=== Supplied records ===

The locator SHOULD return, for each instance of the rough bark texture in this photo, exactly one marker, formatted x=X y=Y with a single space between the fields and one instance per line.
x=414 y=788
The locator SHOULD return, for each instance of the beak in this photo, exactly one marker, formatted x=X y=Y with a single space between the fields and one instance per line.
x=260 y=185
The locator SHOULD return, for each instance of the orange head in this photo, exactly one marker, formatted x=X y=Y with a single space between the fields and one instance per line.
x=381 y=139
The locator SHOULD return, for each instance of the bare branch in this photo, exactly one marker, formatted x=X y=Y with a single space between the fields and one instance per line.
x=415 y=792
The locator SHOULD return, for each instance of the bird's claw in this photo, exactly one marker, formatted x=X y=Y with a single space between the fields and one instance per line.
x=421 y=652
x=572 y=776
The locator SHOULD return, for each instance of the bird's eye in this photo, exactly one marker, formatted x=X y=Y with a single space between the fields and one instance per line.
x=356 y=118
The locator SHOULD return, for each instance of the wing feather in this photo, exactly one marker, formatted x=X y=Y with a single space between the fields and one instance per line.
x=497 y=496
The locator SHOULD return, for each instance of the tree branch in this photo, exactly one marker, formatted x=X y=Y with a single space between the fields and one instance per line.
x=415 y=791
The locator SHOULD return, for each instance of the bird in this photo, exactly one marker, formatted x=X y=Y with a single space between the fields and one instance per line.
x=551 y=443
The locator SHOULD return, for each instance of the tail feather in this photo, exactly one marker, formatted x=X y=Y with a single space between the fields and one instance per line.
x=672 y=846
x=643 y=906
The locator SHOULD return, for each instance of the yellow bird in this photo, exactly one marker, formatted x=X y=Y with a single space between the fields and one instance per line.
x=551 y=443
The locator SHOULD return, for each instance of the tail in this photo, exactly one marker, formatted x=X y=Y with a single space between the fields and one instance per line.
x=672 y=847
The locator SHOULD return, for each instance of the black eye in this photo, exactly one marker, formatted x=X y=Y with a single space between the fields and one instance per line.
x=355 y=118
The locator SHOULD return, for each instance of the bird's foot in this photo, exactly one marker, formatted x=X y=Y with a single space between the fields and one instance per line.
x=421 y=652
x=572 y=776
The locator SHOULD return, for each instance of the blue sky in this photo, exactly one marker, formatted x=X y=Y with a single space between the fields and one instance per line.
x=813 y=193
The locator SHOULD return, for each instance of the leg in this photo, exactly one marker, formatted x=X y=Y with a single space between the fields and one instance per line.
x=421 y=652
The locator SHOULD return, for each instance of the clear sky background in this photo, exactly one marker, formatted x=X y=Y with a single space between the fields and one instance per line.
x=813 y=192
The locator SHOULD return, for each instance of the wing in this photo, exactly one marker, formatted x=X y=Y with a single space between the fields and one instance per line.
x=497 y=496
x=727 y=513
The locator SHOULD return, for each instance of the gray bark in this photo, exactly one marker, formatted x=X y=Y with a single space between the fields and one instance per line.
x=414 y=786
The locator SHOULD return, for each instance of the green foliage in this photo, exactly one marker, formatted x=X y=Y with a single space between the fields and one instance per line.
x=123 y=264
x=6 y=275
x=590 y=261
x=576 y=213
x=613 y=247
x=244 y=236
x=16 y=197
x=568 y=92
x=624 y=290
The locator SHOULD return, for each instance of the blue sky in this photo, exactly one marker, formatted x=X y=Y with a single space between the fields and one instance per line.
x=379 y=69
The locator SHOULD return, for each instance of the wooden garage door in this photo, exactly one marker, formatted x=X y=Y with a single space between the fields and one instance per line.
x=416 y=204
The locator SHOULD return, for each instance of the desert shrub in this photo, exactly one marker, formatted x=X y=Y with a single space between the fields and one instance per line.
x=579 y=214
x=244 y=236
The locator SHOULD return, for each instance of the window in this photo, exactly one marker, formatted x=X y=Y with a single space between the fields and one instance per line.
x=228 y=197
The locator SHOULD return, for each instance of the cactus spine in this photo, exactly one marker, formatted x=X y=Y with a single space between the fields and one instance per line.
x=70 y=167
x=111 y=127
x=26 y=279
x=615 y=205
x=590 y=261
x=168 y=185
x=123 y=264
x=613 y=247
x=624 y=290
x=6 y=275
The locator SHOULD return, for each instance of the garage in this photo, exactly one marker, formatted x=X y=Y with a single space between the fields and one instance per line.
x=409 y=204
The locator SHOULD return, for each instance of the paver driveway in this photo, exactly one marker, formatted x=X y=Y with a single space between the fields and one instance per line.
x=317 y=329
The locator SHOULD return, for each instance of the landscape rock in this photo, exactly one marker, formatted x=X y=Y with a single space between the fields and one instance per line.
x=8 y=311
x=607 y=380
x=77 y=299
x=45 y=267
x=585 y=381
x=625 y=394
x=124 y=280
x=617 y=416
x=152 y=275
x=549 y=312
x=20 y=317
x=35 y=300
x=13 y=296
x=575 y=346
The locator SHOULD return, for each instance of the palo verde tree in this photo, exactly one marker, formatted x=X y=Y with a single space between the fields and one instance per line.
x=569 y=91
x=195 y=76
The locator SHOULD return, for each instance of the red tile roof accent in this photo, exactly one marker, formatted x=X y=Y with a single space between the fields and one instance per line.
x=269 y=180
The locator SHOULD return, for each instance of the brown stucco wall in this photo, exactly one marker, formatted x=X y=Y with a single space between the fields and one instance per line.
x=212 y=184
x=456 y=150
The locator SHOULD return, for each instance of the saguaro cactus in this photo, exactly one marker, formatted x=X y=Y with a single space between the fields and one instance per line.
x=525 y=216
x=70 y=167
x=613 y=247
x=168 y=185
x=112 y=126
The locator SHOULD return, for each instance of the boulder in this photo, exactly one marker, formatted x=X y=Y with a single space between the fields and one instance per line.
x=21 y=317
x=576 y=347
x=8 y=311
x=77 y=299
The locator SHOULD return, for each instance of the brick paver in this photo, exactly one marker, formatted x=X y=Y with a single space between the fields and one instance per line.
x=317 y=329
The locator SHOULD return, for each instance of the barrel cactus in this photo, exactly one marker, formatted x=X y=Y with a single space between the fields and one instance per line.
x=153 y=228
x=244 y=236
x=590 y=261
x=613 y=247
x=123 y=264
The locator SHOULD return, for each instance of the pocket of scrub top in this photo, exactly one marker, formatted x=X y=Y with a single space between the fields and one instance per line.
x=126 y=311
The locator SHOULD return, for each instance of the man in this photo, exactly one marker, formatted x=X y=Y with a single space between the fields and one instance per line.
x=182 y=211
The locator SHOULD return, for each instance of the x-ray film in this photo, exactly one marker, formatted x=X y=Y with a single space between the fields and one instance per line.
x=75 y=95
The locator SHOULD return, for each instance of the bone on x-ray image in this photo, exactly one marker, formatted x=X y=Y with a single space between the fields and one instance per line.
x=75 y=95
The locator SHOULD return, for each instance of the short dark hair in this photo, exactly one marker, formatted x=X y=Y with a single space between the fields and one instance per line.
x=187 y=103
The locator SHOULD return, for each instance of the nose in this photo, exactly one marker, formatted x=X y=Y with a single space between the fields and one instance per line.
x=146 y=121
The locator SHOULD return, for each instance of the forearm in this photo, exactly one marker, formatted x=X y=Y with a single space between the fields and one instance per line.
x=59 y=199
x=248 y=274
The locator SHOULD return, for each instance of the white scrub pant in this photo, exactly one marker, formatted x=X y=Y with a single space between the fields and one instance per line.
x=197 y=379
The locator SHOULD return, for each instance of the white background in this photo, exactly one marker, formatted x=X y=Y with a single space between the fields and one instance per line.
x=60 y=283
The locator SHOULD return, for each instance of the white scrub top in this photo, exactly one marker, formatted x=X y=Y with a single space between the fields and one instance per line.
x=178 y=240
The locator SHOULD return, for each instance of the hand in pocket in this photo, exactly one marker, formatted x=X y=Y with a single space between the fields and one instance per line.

===

[What is expected] Each record above should be returned exactly as it appears.

[Result of this exercise]
The locator SHOULD return, for each instance of the rough bark texture in this photo, exactly one marker, formatted x=X y=Y with a single space between the fields and one instance per line.
x=414 y=788
The locator SHOULD return, for each instance of the beak in this photo, exactly one marker, formatted x=X y=Y with a single space between the fields and one instance per line.
x=260 y=185
The locator SHOULD return, for each instance of the orange head in this photo, exactly one marker, formatted x=X y=Y with a single space between the fields and one instance per line.
x=381 y=139
The locator SHOULD return, for each instance of the bare branch in this photo, exactly one marker, formatted x=X y=Y with a single space between the fields and one instance per line.
x=415 y=792
The locator SHOULD return, for each instance of the bird's claw in this photo, exactly one marker, formatted x=X y=Y with a single space between the fields and one instance per line.
x=421 y=652
x=572 y=776
The locator SHOULD return, for each instance of the bird's eye in this photo, exactly one marker, formatted x=X y=Y with a single space between the fields and one instance per line.
x=356 y=118
The locator SHOULD return, for each instance of the wing feather in this photo, exactly one marker, formatted x=X y=Y with a single space between the fields and one instance per line.
x=497 y=496
The locator SHOULD return, for each instance of the tree branch in this photo, exactly one marker, formatted x=X y=Y with a single space between the fields and one instance per line.
x=415 y=791
The locator SHOULD return, for each instance of the bird in this photo, exactly one marker, formatted x=X y=Y with a single space between the fields and one instance per line.
x=551 y=443
The locator SHOULD return, for each instance of the tail feather in this photo, exactly one marker, formatted x=X y=Y with a single space between the fields and one instance per line.
x=672 y=846
x=643 y=906
The locator SHOULD return, for each instance of the yellow bird in this photo, exactly one marker, formatted x=X y=Y with a single space between the fields and one instance per line.
x=551 y=443
The locator SHOULD return, for each instance of the tail in this photo, exactly one marker, formatted x=X y=Y with a single space between the fields and one instance per line.
x=672 y=847
The locator SHOULD return, for each instance of the black eye in this photo, exactly one marker, formatted x=X y=Y with a single space between the fields and one instance per line.
x=355 y=118
The locator SHOULD return, for each instance of the bird's foot in this photo, exactly one marker, formatted x=X y=Y with a single space between the fields and one instance per line.
x=421 y=652
x=572 y=776
The locator SHOULD return, for each instance of the blue sky in this photo, exactly one marker, formatted x=X y=Y with a single space between the fields and one instance per line.
x=813 y=193
The locator SHOULD return, for each instance of the leg in this photo, exactly one marker, formatted x=X y=Y with a single space between the fields and one instance per line.
x=421 y=652
The locator SHOULD return, for each instance of the clear sky background in this photo, exactly one marker, formatted x=X y=Y with a single space between the fields and one instance per line.
x=813 y=192
The locator SHOULD return, for each instance of the wing in this photo, exactly one marker, formatted x=X y=Y with a single space between the fields and one instance per line.
x=497 y=496
x=727 y=513
The locator SHOULD return, for each instance of the gray bark in this photo, exactly one marker, formatted x=X y=Y with a single space between the fields and one instance per line.
x=414 y=786
The locator SHOULD return, for each instance of the green foliage in this photo, exactly one marker, formatted x=X y=Y with a single space between the fields and one instance per line.
x=123 y=264
x=6 y=275
x=590 y=261
x=576 y=213
x=613 y=247
x=244 y=236
x=16 y=197
x=568 y=92
x=624 y=290
The locator SHOULD return, for each instance of the blue sky in this photo, exactly one marker, formatted x=X y=Y with a single space between the fields and one instance per line.
x=379 y=69
The locator SHOULD return, for each instance of the wooden garage door in this photo, exactly one marker, formatted x=X y=Y with a single space between the fields and one instance per line.
x=416 y=204
The locator SHOULD return, for each instance of the desert shrub in this photo, exactly one marker, formatted x=X y=Y with a single space between the fields and one instance per line.
x=579 y=214
x=244 y=236
The locator SHOULD return, for each instance of the window in this photo, exactly one marker, formatted x=X y=Y with a single space between the fields and one instance per line.
x=228 y=197
The locator SHOULD return, for each instance of the cactus spine in this photo, exactly one marker, formatted x=X y=Y with a single space between the fields and one instance per line.
x=70 y=167
x=111 y=127
x=26 y=279
x=615 y=205
x=590 y=261
x=168 y=185
x=123 y=264
x=613 y=247
x=624 y=290
x=6 y=275
The locator SHOULD return, for each instance of the garage in this photo, exactly one marker, formatted x=X y=Y with a single space between the fields and one instance per line.
x=409 y=204
The locator SHOULD return, for each instance of the paver driveway in this photo, exactly one marker, formatted x=X y=Y with a single space between the fields and one instance per line.
x=317 y=329
The locator SHOULD return, for each instance of the landscape rock in this photo, exactly one marker, formatted x=X y=Y with a single space between the fields and one instance per line.
x=8 y=311
x=607 y=380
x=77 y=299
x=45 y=267
x=585 y=381
x=625 y=394
x=124 y=280
x=617 y=416
x=152 y=275
x=549 y=312
x=20 y=317
x=35 y=300
x=13 y=296
x=575 y=346
The locator SHOULD return, for each instance of the palo verde tree in this photo, exactly one marker, formatted x=X y=Y with a single space between the fields and one instance per line.
x=569 y=91
x=195 y=76
The locator SHOULD return, for each instance of the red tile roof accent in this photo, exactly one marker, formatted x=X y=Y with a single space between the fields and one instance per line.
x=269 y=180
The locator SHOULD return, for each instance of the brown stucco wall in this photo, exactly one marker, formatted x=X y=Y with a single space between the fields and one instance per line.
x=212 y=184
x=456 y=150
The locator SHOULD return, for each instance of the saguaro cactus in this photo, exactly one marker, formatted x=X y=Y with a single space between the fields and one instance per line.
x=525 y=216
x=70 y=167
x=613 y=247
x=168 y=185
x=112 y=126
The locator SHOULD return, for each instance of the boulder in this photo, exactly one marker, formatted x=X y=Y with a single space between the fields and one instance per line.
x=21 y=317
x=576 y=347
x=8 y=311
x=77 y=299
The locator SHOULD return, for each instance of the brick paver in this photo, exactly one marker, formatted x=X y=Y with a single space between the fields and one instance per line.
x=317 y=329
The locator SHOULD return, for each instance of the barrel cactus in this photo, exactly one marker, formatted x=X y=Y with a single space between the fields and one instance per line.
x=153 y=228
x=244 y=236
x=590 y=261
x=613 y=247
x=123 y=264
The locator SHOULD return, for each instance of the pocket of scrub top in this photo, exactly one marker, formatted x=X y=Y with a single space between the fields and one instance per line.
x=126 y=311
The locator SHOULD return, for each instance of the man in this photo, exactly one marker, formatted x=X y=Y with a single space between the fields and one instance per line.
x=182 y=211
The locator SHOULD return, for each instance of the x-ray film in this photo, exactly one marker, formatted x=X y=Y with a single space between the fields and one instance per line.
x=75 y=95
The locator SHOULD return, for each instance of the bone on x-ray image in this photo, exactly one marker, formatted x=X y=Y with a single space between the fields and one instance per line.
x=75 y=95
The locator SHOULD return, for each instance of the short dark hair in this photo, exactly one marker, formatted x=X y=Y with a single space between the fields and one instance per line.
x=187 y=103
The locator SHOULD return, for each instance of the nose in this photo, exactly one marker, formatted x=X y=Y with a single space between the fields and one instance per line.
x=146 y=121
The locator SHOULD return, for each instance of the forearm in this photo, exactly one marker, formatted x=X y=Y with a single space between the fields and one instance per line.
x=59 y=199
x=248 y=274
The locator SHOULD return, for each instance of the white scrub pant in this photo, exactly one marker, formatted x=X y=Y with a single space between the fields and one instance per line.
x=197 y=379
The locator SHOULD return, for each instance of the white background in this photo, exactly one marker, formatted x=X y=Y with a single space between the fields and one instance per line.
x=60 y=283
The locator SHOULD return, for each instance of the white scrub top in this photo, exactly one marker, formatted x=X y=Y with a single space between the fields and one instance per line.
x=178 y=240
The locator SHOULD return, for each instance of the hand in pocket in this photo, exactly one marker, formatted x=X y=Y with a single space between the fields and one instance per line.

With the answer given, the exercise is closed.